Exact reproduction required: the lines below from the line with "TASK = identify one point per instance of the person in" to the line with "TARGET = tiered seating", both ends included, and no others.

── Records provided ──

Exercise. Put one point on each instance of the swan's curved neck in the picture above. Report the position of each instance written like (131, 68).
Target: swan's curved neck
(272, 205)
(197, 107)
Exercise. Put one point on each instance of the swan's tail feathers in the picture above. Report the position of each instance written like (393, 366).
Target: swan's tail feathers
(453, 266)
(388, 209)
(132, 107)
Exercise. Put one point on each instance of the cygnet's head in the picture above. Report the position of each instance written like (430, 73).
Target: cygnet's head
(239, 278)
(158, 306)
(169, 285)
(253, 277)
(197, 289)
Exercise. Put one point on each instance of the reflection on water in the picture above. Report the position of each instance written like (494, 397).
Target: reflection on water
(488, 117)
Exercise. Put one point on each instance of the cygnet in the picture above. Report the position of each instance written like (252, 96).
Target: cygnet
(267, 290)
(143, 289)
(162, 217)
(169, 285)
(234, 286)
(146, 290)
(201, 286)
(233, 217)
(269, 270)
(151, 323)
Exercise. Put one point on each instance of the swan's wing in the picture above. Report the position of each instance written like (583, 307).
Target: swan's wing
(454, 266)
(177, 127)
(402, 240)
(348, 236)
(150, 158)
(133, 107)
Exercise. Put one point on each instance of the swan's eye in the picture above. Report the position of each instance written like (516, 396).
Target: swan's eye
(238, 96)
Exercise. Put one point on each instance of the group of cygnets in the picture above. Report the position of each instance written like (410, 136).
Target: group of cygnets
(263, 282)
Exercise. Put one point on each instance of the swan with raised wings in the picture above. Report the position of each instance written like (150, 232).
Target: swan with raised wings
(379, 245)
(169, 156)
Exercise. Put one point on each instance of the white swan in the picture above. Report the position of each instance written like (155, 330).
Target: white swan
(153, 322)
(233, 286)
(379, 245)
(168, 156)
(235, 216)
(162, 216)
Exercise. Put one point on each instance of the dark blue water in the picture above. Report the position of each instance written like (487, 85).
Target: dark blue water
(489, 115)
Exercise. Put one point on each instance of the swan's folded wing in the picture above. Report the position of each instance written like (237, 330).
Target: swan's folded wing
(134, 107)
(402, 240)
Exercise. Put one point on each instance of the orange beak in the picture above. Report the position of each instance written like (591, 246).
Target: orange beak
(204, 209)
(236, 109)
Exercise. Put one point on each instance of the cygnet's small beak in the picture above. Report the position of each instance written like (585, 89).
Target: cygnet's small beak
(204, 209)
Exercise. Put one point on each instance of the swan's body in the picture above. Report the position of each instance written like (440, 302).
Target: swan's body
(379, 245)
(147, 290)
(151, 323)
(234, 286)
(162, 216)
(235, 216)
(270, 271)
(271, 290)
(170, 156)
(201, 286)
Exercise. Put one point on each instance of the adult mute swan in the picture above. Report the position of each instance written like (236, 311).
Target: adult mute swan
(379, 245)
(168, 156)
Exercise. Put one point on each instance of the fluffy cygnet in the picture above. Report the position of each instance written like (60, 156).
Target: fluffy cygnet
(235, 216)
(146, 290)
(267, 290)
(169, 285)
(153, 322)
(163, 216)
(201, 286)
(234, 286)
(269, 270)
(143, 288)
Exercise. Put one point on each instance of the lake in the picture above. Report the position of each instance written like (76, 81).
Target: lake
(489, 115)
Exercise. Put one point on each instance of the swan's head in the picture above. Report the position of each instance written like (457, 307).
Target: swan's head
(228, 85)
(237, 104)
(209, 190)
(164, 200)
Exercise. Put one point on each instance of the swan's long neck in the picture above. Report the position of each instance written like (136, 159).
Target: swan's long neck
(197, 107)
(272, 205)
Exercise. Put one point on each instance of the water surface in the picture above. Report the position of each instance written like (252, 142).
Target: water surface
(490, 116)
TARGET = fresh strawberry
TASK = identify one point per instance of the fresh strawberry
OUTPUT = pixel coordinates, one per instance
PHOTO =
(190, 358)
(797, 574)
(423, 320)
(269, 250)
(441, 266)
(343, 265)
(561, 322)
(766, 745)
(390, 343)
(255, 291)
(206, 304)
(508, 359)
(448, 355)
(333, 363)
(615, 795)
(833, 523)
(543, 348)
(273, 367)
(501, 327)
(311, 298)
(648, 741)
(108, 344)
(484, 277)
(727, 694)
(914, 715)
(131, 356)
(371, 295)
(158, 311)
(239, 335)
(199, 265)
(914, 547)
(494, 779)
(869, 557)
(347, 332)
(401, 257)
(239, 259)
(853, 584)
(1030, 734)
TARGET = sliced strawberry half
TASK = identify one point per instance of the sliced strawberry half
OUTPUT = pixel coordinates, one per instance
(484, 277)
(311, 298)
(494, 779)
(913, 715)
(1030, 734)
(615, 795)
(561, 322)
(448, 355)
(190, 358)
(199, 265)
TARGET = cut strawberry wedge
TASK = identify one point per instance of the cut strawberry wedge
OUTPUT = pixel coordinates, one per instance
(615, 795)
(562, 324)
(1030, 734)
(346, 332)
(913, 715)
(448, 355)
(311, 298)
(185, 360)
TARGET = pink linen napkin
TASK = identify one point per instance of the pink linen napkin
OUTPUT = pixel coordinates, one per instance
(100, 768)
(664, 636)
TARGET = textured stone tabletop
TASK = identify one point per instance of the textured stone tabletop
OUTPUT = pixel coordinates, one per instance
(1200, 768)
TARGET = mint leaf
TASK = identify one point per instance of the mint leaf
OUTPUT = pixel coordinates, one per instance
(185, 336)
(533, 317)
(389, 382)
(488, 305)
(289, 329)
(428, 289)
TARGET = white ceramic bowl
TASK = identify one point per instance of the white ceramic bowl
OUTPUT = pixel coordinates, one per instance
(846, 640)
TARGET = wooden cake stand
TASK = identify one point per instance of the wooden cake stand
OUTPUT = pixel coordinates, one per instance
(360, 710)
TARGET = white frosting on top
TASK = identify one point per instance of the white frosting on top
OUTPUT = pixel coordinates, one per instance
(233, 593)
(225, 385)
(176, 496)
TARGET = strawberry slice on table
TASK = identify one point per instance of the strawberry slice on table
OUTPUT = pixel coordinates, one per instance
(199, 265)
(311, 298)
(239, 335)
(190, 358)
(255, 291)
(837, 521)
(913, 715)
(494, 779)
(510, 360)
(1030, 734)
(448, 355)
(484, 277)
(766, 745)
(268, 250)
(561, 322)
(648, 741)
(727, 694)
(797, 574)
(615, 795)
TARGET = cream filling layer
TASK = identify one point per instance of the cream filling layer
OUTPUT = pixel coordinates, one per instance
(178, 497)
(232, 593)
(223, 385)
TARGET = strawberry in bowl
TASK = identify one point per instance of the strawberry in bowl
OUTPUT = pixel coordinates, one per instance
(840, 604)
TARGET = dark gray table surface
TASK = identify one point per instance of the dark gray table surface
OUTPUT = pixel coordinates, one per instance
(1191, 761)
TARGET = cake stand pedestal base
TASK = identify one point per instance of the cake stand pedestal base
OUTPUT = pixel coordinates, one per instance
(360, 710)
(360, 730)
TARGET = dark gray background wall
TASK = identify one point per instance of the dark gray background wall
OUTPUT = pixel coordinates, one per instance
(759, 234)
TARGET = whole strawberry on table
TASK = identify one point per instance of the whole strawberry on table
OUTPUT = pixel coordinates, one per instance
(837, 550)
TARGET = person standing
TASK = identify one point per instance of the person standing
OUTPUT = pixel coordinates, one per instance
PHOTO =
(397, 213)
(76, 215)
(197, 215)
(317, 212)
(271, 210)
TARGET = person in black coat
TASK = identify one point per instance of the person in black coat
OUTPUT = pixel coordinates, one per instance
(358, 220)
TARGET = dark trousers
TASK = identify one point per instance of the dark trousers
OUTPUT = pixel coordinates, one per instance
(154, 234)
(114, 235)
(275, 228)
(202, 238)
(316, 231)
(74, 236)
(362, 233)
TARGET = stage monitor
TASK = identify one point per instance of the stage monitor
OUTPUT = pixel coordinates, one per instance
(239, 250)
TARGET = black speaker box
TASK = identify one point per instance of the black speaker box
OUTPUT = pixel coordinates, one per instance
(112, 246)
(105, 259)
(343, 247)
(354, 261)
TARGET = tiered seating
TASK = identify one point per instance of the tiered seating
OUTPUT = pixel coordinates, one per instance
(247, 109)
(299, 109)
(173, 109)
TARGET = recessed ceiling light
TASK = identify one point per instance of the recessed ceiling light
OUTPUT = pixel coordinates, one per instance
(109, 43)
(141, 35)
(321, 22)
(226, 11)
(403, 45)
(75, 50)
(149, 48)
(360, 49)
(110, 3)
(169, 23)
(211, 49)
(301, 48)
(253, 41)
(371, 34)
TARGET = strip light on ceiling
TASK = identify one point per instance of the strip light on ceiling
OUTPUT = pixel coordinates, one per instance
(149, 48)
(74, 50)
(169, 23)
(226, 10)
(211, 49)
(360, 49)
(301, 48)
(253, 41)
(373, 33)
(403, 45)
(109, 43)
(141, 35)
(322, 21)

───

Reply:
TASK = identify one point per instance of the person in black coat
OUTPUT = pixel coordinates, one per instance
(358, 220)
TARGET = dark trousers
TASK = identify one point per instance of the dark trousers
OUTPUT = pixel coordinates, one per instance
(154, 234)
(114, 235)
(275, 228)
(202, 238)
(316, 231)
(74, 236)
(362, 233)
TARGET = stage monitor
TASK = identify one point per instance of the stage monitor
OUTPUT = pixel coordinates, one per instance
(239, 250)
TARGET = black speaker box
TASK = identify one point per instance of the black speaker box
OUTPUT = pixel coordinates, one per instance
(112, 246)
(105, 259)
(343, 247)
(354, 261)
TARGET = tiered seating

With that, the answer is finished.